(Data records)
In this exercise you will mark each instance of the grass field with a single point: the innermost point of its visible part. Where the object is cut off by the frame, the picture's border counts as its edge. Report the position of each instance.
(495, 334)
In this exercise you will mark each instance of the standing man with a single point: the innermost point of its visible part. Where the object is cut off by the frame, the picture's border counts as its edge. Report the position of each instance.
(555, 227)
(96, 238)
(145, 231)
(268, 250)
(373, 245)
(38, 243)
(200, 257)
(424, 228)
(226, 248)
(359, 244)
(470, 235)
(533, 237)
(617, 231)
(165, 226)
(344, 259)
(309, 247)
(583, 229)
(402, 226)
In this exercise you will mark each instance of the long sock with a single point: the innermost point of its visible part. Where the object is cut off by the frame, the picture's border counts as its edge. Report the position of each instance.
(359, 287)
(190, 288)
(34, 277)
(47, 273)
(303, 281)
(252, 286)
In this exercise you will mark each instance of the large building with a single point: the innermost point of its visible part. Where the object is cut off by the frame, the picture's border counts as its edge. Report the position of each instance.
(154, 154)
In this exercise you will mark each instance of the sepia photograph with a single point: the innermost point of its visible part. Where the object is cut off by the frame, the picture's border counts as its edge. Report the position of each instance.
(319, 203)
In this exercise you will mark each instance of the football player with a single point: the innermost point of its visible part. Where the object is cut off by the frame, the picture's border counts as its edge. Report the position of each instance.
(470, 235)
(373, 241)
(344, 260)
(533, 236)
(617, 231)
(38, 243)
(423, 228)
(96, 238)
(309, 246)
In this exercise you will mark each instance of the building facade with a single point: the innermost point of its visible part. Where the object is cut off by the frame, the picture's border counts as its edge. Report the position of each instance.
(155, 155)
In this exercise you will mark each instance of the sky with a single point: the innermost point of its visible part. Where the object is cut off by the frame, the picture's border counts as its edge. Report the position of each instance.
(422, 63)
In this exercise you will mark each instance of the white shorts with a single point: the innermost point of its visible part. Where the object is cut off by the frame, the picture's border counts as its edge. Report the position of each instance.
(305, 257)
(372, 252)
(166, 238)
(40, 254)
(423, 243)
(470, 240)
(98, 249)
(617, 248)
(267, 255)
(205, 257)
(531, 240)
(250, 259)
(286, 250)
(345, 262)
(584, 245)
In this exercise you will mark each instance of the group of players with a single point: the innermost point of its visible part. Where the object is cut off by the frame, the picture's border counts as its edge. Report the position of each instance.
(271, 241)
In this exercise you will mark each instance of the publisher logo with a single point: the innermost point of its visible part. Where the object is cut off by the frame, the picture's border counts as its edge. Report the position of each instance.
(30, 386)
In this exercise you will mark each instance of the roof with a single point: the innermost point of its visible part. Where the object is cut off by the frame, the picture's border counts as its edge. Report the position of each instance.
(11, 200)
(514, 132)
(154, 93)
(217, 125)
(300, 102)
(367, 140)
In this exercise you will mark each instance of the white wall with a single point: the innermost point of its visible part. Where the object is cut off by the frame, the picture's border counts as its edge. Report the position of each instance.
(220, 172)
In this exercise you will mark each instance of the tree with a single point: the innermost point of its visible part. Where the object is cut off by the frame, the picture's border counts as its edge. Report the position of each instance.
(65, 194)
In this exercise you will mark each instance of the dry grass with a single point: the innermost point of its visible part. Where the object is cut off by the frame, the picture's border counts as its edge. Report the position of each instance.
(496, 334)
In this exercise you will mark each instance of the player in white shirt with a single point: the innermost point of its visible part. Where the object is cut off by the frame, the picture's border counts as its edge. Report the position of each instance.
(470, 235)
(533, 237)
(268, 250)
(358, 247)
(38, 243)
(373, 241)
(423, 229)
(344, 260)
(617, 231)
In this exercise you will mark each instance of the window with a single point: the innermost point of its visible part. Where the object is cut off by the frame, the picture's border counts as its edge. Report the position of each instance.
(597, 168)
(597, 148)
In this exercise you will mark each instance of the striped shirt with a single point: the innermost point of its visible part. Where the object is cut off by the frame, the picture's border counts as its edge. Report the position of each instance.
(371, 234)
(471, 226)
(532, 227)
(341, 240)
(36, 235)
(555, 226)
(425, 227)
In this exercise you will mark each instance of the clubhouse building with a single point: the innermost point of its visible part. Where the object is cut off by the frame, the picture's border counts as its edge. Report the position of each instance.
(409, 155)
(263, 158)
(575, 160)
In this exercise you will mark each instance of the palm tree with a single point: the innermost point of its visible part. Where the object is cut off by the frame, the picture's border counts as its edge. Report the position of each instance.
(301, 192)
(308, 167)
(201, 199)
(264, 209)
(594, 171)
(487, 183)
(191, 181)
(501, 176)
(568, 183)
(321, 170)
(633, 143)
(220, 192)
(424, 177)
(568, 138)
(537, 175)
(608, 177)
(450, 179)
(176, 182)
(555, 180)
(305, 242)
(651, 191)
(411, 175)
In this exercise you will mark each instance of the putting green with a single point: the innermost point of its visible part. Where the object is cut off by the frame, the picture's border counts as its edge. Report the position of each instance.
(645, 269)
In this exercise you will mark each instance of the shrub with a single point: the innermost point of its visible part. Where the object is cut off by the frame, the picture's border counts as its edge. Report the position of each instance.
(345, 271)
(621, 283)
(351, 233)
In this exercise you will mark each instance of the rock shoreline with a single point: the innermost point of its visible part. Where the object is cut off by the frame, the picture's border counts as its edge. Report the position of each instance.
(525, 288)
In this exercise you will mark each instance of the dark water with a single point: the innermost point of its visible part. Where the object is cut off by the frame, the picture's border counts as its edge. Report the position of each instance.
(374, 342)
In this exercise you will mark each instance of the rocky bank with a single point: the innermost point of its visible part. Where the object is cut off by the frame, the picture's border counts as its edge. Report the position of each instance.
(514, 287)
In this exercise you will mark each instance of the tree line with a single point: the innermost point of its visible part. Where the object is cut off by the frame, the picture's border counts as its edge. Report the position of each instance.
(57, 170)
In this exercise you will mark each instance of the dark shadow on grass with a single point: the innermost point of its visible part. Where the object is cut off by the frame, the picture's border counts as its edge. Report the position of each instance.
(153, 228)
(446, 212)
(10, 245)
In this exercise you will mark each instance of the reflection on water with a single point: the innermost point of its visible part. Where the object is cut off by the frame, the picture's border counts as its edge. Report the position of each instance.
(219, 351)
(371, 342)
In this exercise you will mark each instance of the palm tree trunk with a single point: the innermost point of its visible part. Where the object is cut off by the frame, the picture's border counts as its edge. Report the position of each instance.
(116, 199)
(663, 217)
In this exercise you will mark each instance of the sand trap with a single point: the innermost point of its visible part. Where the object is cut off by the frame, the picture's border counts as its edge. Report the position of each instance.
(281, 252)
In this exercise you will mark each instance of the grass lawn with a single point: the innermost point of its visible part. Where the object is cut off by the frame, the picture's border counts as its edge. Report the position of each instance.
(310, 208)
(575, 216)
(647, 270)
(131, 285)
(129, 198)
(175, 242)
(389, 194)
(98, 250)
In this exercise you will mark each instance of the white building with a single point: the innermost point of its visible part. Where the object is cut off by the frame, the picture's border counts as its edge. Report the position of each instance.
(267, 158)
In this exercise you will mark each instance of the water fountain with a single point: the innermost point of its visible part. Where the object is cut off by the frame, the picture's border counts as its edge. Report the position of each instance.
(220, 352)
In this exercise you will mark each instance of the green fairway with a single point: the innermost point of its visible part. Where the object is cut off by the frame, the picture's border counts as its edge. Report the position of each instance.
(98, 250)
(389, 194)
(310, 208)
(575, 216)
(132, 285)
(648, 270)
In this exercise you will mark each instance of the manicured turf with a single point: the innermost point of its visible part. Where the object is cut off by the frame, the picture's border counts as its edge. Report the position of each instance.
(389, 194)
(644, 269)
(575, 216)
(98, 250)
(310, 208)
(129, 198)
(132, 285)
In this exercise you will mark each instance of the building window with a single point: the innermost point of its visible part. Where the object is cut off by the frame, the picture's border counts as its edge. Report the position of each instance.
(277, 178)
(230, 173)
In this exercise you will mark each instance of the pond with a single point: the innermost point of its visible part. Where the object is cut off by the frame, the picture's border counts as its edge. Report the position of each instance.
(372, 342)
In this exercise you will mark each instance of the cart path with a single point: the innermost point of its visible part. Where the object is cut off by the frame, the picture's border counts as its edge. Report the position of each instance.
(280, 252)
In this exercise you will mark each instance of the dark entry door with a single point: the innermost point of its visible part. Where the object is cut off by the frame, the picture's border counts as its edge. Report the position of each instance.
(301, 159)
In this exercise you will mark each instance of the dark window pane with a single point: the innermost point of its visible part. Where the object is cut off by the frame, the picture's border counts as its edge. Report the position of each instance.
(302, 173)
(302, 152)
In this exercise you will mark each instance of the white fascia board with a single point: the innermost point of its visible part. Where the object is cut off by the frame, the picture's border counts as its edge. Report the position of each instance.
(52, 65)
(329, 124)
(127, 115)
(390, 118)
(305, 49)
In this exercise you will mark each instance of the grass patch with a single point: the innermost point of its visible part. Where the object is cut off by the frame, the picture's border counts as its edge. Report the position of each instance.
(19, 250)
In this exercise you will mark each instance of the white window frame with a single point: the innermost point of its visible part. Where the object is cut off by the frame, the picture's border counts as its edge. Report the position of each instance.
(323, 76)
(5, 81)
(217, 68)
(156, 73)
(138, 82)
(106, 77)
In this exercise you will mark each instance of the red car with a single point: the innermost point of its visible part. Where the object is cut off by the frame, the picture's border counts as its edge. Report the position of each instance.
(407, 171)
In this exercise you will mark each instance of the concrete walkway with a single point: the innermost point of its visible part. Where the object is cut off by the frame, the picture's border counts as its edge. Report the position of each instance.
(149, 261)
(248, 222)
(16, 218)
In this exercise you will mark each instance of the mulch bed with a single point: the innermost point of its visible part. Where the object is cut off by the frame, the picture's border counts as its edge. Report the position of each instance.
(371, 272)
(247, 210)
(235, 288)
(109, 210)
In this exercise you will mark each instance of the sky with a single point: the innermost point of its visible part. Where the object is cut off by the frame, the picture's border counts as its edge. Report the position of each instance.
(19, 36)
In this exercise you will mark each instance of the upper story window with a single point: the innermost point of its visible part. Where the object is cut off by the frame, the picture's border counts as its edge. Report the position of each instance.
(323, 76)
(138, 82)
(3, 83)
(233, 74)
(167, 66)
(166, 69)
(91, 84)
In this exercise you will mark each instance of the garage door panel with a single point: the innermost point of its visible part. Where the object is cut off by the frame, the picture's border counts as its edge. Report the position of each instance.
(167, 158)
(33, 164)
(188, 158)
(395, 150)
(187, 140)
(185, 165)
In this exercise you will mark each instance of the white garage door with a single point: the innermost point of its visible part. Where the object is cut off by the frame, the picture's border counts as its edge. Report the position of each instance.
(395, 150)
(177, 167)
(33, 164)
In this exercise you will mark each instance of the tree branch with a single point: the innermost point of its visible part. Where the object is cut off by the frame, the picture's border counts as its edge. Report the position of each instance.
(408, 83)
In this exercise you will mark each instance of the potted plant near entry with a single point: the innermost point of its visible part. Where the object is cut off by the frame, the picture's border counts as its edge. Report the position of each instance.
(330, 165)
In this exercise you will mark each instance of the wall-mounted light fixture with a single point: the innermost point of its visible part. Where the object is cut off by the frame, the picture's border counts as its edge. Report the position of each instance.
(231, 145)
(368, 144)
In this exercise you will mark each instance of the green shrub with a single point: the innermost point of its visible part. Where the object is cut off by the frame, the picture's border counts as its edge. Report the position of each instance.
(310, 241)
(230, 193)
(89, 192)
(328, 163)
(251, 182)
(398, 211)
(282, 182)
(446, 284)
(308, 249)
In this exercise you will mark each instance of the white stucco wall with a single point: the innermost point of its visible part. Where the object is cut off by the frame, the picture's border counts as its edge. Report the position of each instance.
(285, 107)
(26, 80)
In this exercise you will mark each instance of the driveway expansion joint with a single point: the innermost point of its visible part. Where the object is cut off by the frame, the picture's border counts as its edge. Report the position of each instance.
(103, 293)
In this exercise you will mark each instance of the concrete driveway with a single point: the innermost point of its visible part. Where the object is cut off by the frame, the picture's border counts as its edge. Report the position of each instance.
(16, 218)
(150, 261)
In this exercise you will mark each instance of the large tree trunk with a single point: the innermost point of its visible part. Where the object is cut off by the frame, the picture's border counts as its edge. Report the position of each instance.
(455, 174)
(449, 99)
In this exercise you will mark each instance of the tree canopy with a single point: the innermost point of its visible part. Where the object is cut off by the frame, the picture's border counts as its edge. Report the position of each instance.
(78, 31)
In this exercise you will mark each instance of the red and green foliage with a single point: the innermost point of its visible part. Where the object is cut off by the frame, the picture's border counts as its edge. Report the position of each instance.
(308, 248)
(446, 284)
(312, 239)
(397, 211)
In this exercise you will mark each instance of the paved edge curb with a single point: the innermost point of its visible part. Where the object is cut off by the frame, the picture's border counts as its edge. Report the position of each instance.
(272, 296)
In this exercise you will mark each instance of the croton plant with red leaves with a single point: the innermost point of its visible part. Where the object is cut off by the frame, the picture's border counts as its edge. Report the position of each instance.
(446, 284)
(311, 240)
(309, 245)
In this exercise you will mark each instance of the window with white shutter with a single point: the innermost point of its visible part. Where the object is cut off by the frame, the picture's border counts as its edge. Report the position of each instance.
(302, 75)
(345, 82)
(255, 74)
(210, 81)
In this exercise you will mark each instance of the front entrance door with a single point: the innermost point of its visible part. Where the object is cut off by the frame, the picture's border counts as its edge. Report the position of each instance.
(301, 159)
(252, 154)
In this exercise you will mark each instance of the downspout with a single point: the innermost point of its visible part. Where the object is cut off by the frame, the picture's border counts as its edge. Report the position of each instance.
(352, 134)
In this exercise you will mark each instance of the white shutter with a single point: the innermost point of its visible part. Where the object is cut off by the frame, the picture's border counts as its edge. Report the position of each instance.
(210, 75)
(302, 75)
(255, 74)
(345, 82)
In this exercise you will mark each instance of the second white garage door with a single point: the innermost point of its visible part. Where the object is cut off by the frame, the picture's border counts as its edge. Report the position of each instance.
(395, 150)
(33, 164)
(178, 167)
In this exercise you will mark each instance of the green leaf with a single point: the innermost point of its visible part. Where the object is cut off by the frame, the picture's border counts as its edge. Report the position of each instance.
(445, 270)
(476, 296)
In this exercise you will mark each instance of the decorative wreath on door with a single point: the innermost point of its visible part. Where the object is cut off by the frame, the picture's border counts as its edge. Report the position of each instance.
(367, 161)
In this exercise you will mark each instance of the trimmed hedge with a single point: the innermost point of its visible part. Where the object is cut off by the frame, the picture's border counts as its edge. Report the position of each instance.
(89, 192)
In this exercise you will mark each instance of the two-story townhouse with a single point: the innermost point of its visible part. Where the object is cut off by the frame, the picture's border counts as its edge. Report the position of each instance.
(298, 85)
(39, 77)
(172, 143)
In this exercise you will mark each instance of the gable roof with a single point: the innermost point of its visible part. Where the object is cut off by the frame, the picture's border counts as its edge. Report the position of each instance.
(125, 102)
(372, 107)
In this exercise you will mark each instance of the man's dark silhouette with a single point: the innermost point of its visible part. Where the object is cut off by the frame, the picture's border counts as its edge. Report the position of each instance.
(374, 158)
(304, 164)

§ **Exercise prompt**
Quote verbatim the line containing "In this exercise you will mark each instance of the gable" and every line after it through the end of the records above.

§ **Exercise result**
In this exercise you will mark each instance of the gable roof with a single point: the innermost point of its visible part. Where the object is cut off by the frame, the picture's border counts as its edge. Report the position of each instance.
(125, 102)
(372, 107)
In this exercise you will mark each instance of the man's dark silhouette with a single point: the innermost point of its visible part. Where the object is cut off by the frame, the picture's border counts as its edge. Report the position of each instance.
(374, 158)
(304, 164)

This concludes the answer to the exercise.